**PROMPT**
Copy every one of the entries below word for word, line by line, with no changes.

════════════════════

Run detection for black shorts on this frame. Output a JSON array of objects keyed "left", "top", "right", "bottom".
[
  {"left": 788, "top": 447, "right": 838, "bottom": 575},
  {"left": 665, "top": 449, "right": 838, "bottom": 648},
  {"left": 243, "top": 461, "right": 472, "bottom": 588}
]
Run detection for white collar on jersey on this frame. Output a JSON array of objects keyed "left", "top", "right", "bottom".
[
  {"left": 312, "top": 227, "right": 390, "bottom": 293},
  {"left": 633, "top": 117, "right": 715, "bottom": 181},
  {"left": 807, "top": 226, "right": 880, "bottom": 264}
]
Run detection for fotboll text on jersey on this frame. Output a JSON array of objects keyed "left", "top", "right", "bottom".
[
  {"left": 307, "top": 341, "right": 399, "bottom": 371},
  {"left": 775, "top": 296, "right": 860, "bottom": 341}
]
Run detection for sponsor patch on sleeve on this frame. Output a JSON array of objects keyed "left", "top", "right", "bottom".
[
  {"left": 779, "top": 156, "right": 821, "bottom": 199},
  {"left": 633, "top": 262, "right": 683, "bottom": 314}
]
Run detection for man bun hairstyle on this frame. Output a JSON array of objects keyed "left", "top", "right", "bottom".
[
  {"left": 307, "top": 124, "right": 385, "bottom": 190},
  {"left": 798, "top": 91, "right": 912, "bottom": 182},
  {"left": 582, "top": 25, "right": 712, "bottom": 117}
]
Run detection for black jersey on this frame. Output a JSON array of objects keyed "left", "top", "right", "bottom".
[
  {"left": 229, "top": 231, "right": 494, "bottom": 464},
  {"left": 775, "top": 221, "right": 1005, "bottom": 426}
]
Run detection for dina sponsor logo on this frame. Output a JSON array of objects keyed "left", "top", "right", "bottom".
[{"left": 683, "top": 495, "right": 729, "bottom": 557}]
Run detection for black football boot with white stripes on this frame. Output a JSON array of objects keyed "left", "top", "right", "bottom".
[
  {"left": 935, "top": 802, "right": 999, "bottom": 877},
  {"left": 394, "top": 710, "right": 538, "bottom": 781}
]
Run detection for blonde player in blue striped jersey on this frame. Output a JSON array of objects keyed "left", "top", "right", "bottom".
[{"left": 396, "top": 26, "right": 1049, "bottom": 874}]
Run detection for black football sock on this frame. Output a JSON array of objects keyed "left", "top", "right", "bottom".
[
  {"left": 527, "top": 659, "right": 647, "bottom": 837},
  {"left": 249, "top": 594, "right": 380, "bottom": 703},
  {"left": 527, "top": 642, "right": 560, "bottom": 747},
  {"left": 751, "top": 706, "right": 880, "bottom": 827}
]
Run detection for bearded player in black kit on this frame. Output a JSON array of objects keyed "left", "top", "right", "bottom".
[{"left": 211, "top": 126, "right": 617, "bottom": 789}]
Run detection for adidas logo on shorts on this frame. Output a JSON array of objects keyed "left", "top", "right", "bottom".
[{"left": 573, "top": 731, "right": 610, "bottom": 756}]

════════════════════

**SOLUTION FOR THIS PROBLEM**
Run detection for black shorts on this frame. Output a JSON array of objects keyed "left", "top", "right", "bottom".
[
  {"left": 788, "top": 447, "right": 838, "bottom": 575},
  {"left": 665, "top": 449, "right": 838, "bottom": 648},
  {"left": 243, "top": 461, "right": 472, "bottom": 588}
]
Run detection for white collar on jersey on this frame. Output a JSON array of objects keyed "left", "top", "right", "bottom".
[
  {"left": 312, "top": 227, "right": 390, "bottom": 293},
  {"left": 633, "top": 117, "right": 715, "bottom": 181},
  {"left": 807, "top": 226, "right": 880, "bottom": 264}
]
Run detection for fotboll text on jersey on this frame. Output a JSON array of objects keyed "left", "top", "right", "bottom".
[
  {"left": 307, "top": 341, "right": 399, "bottom": 371},
  {"left": 775, "top": 296, "right": 860, "bottom": 341}
]
Run detection for sponsor patch on sleeve on this frame. Output a JSON array of objects keyed "left", "top", "right", "bottom".
[
  {"left": 779, "top": 156, "right": 821, "bottom": 199},
  {"left": 633, "top": 262, "right": 683, "bottom": 314}
]
Run detection for man bun hairstyle on this frame. Output a JSON array of objects keyed "left", "top", "right", "bottom".
[
  {"left": 307, "top": 124, "right": 385, "bottom": 190},
  {"left": 798, "top": 91, "right": 912, "bottom": 182},
  {"left": 582, "top": 25, "right": 712, "bottom": 117}
]
Run detection for black jersey on this frame. Output a JSON array of objects keyed "left", "top", "right", "bottom".
[
  {"left": 229, "top": 231, "right": 494, "bottom": 464},
  {"left": 775, "top": 221, "right": 1005, "bottom": 426}
]
Run detection for dina sponsor logo on this frame. Output a JSON array of objects keyed "left", "top", "right", "bottom".
[{"left": 683, "top": 495, "right": 729, "bottom": 557}]
Run detection for black football boot with white stripes on this frame. Output a JSON array of objects keyed "left", "top", "right", "bottom".
[
  {"left": 935, "top": 802, "right": 999, "bottom": 877},
  {"left": 394, "top": 710, "right": 538, "bottom": 781}
]
Run detection for blonde player in blue striped jersey on this frame. Output a JSON array of objects keyed "left", "top", "right", "bottom".
[{"left": 396, "top": 26, "right": 1049, "bottom": 874}]
Run detection for black football sock on this frame. Output a JSON array of objects keyed "left", "top", "right", "bottom".
[
  {"left": 527, "top": 659, "right": 647, "bottom": 837},
  {"left": 249, "top": 594, "right": 380, "bottom": 703},
  {"left": 527, "top": 642, "right": 560, "bottom": 747},
  {"left": 751, "top": 706, "right": 880, "bottom": 827}
]
Run detection for bearded player in black kit on this frame. Output a JSON array of objects keyed "left", "top", "right", "bottom".
[{"left": 211, "top": 126, "right": 617, "bottom": 789}]
Run detection for adidas logo on shorts on this frame. Output a JSON array of objects keyed "left", "top", "right", "bottom".
[{"left": 573, "top": 731, "right": 610, "bottom": 756}]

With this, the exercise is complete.